* _Excerpt to read_
******
While those of us working in program management are not concerned so much with a ship’s ability to stay afloat or financial maneuvers, we should be concerned with earned value and negative float in the schedules.  It is an important warning sign that one or more of the Program’s schedule goals cannot be met with the current plan.

As described above, the term ‘negative float’ has different meaning to different people even within the project management community.  To be precise, the term refers to a property assigned to each task or milestone in the schedule called Total Float, or Total Slack in Microsoft Project.  The values in the property usually represent days and are assigned as a result of a scheduling analysis run.  These numbers can be positive, zero or a negative number of days:

  1. For tasks with positive numbers assigned to the Total Float property, the tasks can be slipped by that number of days before impacting a milestone or the end of the project.
  2. When the task Total Float value is zero, the task cannot slip at all.  Conditions 1 and 2 should be the norm, with all tasks having zero or higher total float values.  If the schedule were well constructed, has realistic task durations and includes all discrete scope, the schedule indicates the project has a good plan in place to achieve its goals, albeit contractual or internal.
  3. When tasks have negative float values, the schedule is sounding an alarm.    Tasks with negative float values indicate probable failure to meet one or more completion goals.  These goals are represented in the schedule as date constraints assigned to tasks or more preferably, milestones. These date constraints represent necessary delivery deadlines in the schedule and if the current schedule construct is unable to meet those delivery deadlines, negative float is generated on every task that is linked in that potential failure.  The more tasks with negative float, and the larger the negative float values on those tasks, the more unrealistic the schedule has become.
******
* _Set exercise 1_
In the excerpt on negative float, what is the Total Float property called in Microsoft Project?
* _Set exercise 2_
Continue the excerpt on negative float from the point where it stops.

Point placement records
******
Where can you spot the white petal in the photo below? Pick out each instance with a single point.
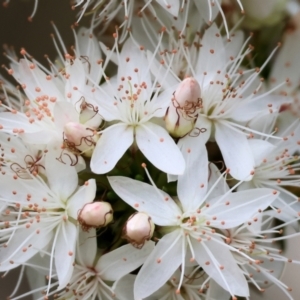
(32, 131)
(120, 262)
(36, 280)
(207, 11)
(165, 78)
(210, 61)
(65, 252)
(192, 185)
(113, 143)
(154, 274)
(287, 63)
(87, 247)
(35, 78)
(260, 149)
(62, 178)
(238, 208)
(35, 235)
(85, 194)
(235, 150)
(211, 256)
(159, 148)
(172, 6)
(216, 292)
(64, 112)
(124, 288)
(145, 198)
(130, 59)
(216, 189)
******
* _Response 1_
Total Slack.

* _Response 2_
If the schedule contains tasks with negative float, the first step is to quantify it. This can be performed in the tool using filters or grouping by float values.  Analysis tools, such as Deltek’s FUSE, Steelray or the DCMA’s new Compliance Interpretive Guide (CIG), are used to evaluate contractor delivered data and provide metrical analysis to Auditors prior to a review.  The tolerance threshold in the CIG (current nickname ‘Turbo’), as in all schedule analysis tools, is 0 (zero) percent of tasks with negative float.

Once identified, the next step is to determine the cause of the issue(s).  Because negative float is generated by a date constraint in the schedule, if the end point can be determined, then the predecessors can be identified that are forcing the slip to the end point.  One of the easiest ways to do this is to group the schedule by float and sort by finish date.  This is because most of the string of tasks that push a task/milestone with a delivery date constraint share the same float values; look for those groups of tasks with the same negative float values.

The final step is to take action.  Planners, CAMs and their managers should meet and collaborate to determine the cause and options available to solve the issues.  These meetings should result in a corrective action plan to solve the problem. In general, there are five options available to the program team:

  1. Change durations – if the negative float leading up to a delivery point were low, perhaps additional resources assigned to those tasks may help reduce the durations of the activities and relieve the negative float issues.  It is important to understand that reducing durations just to avoid a bad metric reading for negative float is just putting off the issue until the ultimate surprise is delivered; a delay in delivery, and all the pain associated with that delay (penalties, lost award fees, lost business if consistently late, etc).
  2. Change relationships – perhaps some tasks may be run in parallel instead of in series. A review of all the logic contributing to the negative float condition should be performed and adjustments should be made only if they make sense.
  3. Review date constraints in the Integrated Master Schedule (IMS) – for example, if subcontractors could deliver product earlier, that could also help solve the issue. If waiting for customer-provided equipment or information, perhaps the effort can be accelerated to relieve the stress on the schedule.
  4. Consume Schedule Margin – If there is still negative float leading up to a major contract event or contract completion, and if all of the above options have been exhausted, the PM has the option to use a portion of the Schedule Margin to relieve the negative float pressure leading up to the milestone.  If the Schedule Margin were represented by a bar, it means decrementing the forecast duration of the bar.  If the Schedule Margin were represented as a milestone, the date constraint on that milestone can be changed to a later point in time, but not later that the contractual delivery date assigned to it.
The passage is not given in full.